**Exercise data**
*-*-*

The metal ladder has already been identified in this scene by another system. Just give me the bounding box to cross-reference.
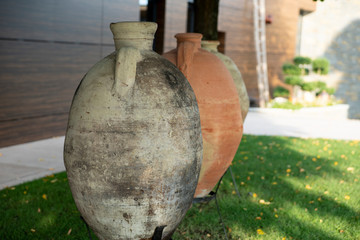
[253,0,270,107]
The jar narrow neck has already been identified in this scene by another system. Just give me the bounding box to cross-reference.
[201,40,220,52]
[114,38,153,50]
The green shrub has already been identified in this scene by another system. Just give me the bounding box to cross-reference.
[282,63,301,76]
[312,58,330,75]
[293,56,311,66]
[274,87,290,98]
[285,76,304,86]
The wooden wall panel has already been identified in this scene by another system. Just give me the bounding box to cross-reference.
[0,0,140,44]
[0,0,140,147]
[0,113,68,147]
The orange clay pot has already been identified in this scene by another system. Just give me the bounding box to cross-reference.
[163,33,243,198]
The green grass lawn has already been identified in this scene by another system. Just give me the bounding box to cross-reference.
[0,135,360,240]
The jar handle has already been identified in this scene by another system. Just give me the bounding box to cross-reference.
[112,47,141,97]
[176,41,196,78]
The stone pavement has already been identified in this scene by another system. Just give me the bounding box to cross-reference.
[0,106,360,189]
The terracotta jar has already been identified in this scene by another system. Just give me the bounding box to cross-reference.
[64,22,202,240]
[164,33,243,198]
[201,40,250,121]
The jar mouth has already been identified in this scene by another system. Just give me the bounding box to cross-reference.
[110,21,157,40]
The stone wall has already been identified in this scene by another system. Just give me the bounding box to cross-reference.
[300,0,360,119]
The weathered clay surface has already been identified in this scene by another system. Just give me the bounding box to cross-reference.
[201,41,250,121]
[164,33,243,198]
[64,21,202,240]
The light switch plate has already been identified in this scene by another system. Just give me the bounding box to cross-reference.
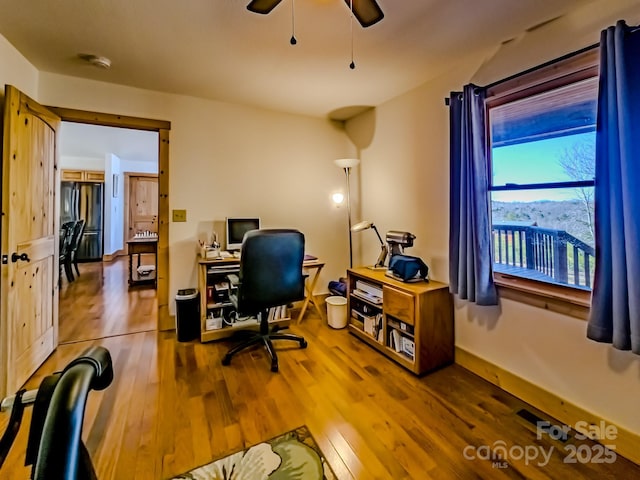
[173,210,187,222]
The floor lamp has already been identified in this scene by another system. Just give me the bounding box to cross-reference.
[333,158,360,268]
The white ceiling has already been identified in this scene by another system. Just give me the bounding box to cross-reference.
[0,0,589,119]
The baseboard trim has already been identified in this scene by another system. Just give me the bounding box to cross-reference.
[455,347,640,465]
[102,250,126,262]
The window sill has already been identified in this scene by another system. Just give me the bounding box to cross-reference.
[493,272,591,320]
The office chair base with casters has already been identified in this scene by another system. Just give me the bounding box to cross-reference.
[222,311,307,372]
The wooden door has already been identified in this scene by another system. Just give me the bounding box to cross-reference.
[0,86,60,398]
[127,175,158,239]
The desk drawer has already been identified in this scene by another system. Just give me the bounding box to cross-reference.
[382,285,415,325]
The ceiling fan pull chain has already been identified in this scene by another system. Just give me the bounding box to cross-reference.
[289,0,298,45]
[349,0,356,70]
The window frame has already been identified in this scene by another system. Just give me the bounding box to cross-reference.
[485,45,599,320]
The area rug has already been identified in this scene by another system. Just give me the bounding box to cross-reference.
[173,426,336,480]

*-*-*

**Your objective**
Reproduce every line of text in the records above word for word, omitting the pictures.

**Response below**
The metal ladder has already been identified in this scene by another system. Just give me the bounding box to cross-reference.
[253,0,270,107]
The jar narrow neck has already been identified in this scene by another system. Just give me the bounding box to cross-reference.
[201,40,220,52]
[114,38,153,50]
The green shrub has already been identified in this scene by another system. Just give me the bounding box to cross-reference.
[282,63,301,76]
[312,58,330,75]
[293,56,311,66]
[274,87,290,98]
[285,76,304,86]
The wooden wall panel has already been identified in this scene by another system. Just give me the bounding box to cross-reference.
[0,0,140,44]
[0,0,140,147]
[0,113,68,147]
The orange clay pot has already been identified in this scene by another system. Just give me the bounding box to cross-reference.
[163,33,243,198]
The green grass lawn has already been identified in this scene by another system. Just give me the bounding box to cross-reference.
[0,135,360,240]
The jar handle has already been identified in this scene by another system. Just give me the bounding box to cross-reference.
[112,47,141,97]
[176,41,196,78]
The stone pavement has already been identified in this scene by another system. Just give me the bounding box to cross-reference.
[0,106,360,189]
The terracotta jar has already been identified in this scene by another system. Just give me the bounding box to cross-reference.
[64,22,202,240]
[164,33,243,198]
[201,40,250,121]
The jar mouth has already been identified in this scene by another system. Just give me the bounding box to cross-reference.
[110,21,157,40]
The stone wall has already been identified in this scene by another system. Just give me the bounding box to cross-reference.
[300,0,360,119]
The weathered clay surface has already been identified in this scene by another system. Just give me the bounding box to cross-reference.
[201,41,250,121]
[164,33,243,198]
[64,21,202,240]
The light switch plate has already been identified in this scene by another system. Just give me the bounding box to cross-reference.
[173,210,187,222]
The floor lamp has already been identified in this scene by another system. Just give me the bounding box to cross-reference.
[333,158,360,268]
The white ceiling has already been identified in this scene by another system. Just give me the bounding box to cross-reference.
[0,0,589,119]
The baseboard trim has already been identified in this scene by another system. Just give me the bounding box to cross-reference.
[455,347,640,465]
[102,250,126,262]
The window sill has already been identified in this scene by another system. Just give me the bounding box to cross-reference.
[493,272,591,320]
The office chair base with casters has already been identified in this scene by another system. Just give me the bounding box to cross-reference.
[222,311,307,372]
The wooden door has already been identified in this scene by another system. Just give me the bounding box to cross-reference.
[0,86,60,398]
[127,175,158,239]
The desk drawer has already been identified in this scene by another system. Just give me the bounding box to cross-reference.
[382,285,415,325]
The ceiling fan pull chain has already been identified in this scene by another system. Just give me the bounding box to cross-reference.
[289,0,298,45]
[349,0,356,70]
The window frame has already been identified in this scene by another system. Just give me the bounding box to cross-reference.
[485,45,599,320]
The area rug has already been identified in this scene by another system. Just give me the bounding box to cross-reference.
[173,426,336,480]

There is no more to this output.